● **ABOUT THIS TASK**
All records are to be restated exactly, each line as it reads.

-- RECORDS SUPPLIED follows --

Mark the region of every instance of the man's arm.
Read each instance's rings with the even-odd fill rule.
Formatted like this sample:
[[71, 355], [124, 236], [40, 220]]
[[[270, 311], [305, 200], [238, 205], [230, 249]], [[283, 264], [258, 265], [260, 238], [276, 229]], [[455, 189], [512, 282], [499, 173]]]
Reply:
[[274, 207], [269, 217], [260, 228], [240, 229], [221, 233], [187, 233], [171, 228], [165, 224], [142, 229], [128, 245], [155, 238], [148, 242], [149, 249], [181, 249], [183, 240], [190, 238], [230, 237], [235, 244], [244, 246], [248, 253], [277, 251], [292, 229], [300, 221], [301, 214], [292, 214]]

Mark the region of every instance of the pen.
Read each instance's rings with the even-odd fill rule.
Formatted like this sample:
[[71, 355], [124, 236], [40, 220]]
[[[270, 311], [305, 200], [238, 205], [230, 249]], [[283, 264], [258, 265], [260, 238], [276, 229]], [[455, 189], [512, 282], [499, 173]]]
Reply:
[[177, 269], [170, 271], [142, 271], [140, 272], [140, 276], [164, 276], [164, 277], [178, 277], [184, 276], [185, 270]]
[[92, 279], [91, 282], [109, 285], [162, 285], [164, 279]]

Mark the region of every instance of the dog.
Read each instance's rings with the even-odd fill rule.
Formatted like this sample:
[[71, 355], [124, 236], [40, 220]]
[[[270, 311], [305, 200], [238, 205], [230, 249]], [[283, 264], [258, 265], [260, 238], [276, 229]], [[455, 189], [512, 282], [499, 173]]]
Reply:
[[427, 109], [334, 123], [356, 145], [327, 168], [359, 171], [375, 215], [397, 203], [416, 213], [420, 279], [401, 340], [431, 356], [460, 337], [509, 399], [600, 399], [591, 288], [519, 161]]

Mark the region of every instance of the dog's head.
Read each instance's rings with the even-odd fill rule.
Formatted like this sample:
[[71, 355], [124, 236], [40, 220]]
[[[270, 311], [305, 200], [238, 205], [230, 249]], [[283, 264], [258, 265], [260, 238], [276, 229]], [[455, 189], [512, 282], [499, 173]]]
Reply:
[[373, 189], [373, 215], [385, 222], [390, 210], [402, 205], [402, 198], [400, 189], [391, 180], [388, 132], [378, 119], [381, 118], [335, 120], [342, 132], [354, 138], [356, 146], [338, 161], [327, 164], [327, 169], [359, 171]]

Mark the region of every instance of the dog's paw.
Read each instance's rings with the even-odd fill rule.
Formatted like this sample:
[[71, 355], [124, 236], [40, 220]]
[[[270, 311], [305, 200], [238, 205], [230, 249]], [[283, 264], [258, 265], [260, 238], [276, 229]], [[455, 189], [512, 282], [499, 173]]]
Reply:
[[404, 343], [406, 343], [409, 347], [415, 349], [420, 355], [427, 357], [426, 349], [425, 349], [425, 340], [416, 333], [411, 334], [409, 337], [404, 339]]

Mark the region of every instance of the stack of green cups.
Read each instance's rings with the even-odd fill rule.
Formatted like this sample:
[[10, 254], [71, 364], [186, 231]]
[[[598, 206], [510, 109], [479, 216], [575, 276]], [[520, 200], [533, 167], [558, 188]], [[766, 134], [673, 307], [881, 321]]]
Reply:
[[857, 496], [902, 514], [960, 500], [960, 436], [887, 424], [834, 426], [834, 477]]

-- RECORDS SUPPLIED concluded --

● **PROBLEM SOLUTION**
Mark the region of every instance of the man's arm.
Read each instance's rings with the even-odd fill rule.
Formatted like this sample:
[[71, 355], [124, 236], [40, 220]]
[[[270, 311], [305, 200], [238, 205], [230, 249]], [[283, 264], [258, 265], [260, 238], [276, 229]], [[455, 189], [512, 282], [499, 173]]]
Reply:
[[274, 207], [269, 217], [260, 228], [240, 229], [221, 233], [187, 233], [171, 228], [165, 224], [142, 229], [128, 245], [155, 238], [148, 242], [149, 249], [181, 249], [183, 240], [190, 238], [230, 237], [235, 244], [244, 246], [248, 253], [277, 251], [292, 229], [300, 221], [301, 214], [292, 214]]

Mark the region of every instance of the pen.
Read each instance's rings with the even-odd fill rule.
Formatted like this sample:
[[71, 355], [124, 236], [40, 220]]
[[[270, 311], [305, 200], [238, 205], [230, 249]], [[283, 264], [258, 265], [260, 238], [276, 229]], [[455, 189], [512, 282], [499, 173]]]
Reply:
[[177, 269], [170, 271], [142, 271], [140, 272], [140, 276], [164, 276], [164, 277], [178, 277], [184, 276], [185, 270]]
[[92, 279], [91, 282], [109, 285], [162, 285], [164, 279]]

Mark the region of every instance of the dog.
Read each instance's rings with the even-odd fill rule.
Formatted like this sample:
[[71, 355], [124, 236], [40, 220]]
[[[270, 311], [305, 200], [238, 205], [230, 249]], [[283, 264], [258, 265], [260, 238], [276, 229]], [[455, 189], [512, 282], [499, 173]]]
Reply:
[[427, 109], [334, 123], [356, 145], [327, 168], [359, 171], [375, 215], [397, 203], [416, 213], [420, 279], [401, 340], [431, 356], [460, 337], [509, 399], [600, 399], [591, 288], [519, 161]]

Mark the region of every instance of the dog's head.
Read each instance's rings with the even-odd fill rule.
Formatted like this sample:
[[71, 355], [124, 236], [40, 220]]
[[[270, 311], [305, 200], [238, 205], [230, 249]], [[283, 264], [258, 265], [260, 238], [276, 229]], [[455, 189], [512, 282], [499, 173]]]
Reply:
[[373, 189], [373, 215], [385, 222], [390, 210], [402, 205], [402, 198], [400, 189], [391, 180], [388, 132], [378, 119], [381, 118], [335, 120], [342, 132], [354, 138], [356, 146], [338, 161], [327, 164], [327, 169], [359, 171]]

Mark the region of every instance of the dog's paw.
Read each instance's rings with the even-odd fill rule.
Formatted like this sample:
[[71, 355], [124, 236], [40, 220]]
[[[270, 311], [305, 200], [238, 205], [230, 249]], [[283, 264], [258, 265], [260, 238], [276, 229]], [[455, 189], [512, 282], [499, 173]]]
Reply:
[[404, 343], [406, 343], [409, 347], [415, 349], [420, 355], [427, 357], [426, 349], [425, 349], [425, 340], [416, 333], [411, 334], [409, 337], [404, 339]]

Mark the region of every instance of the stack of green cups.
Read each instance's rings with the even-odd fill rule.
Formatted like this sample:
[[10, 254], [71, 364], [186, 231]]
[[[598, 206], [510, 109], [479, 216], [575, 276]], [[520, 200], [533, 167], [558, 188]], [[766, 134], [673, 307], [881, 321]]]
Reply:
[[857, 496], [902, 514], [960, 500], [960, 436], [887, 424], [834, 426], [834, 477]]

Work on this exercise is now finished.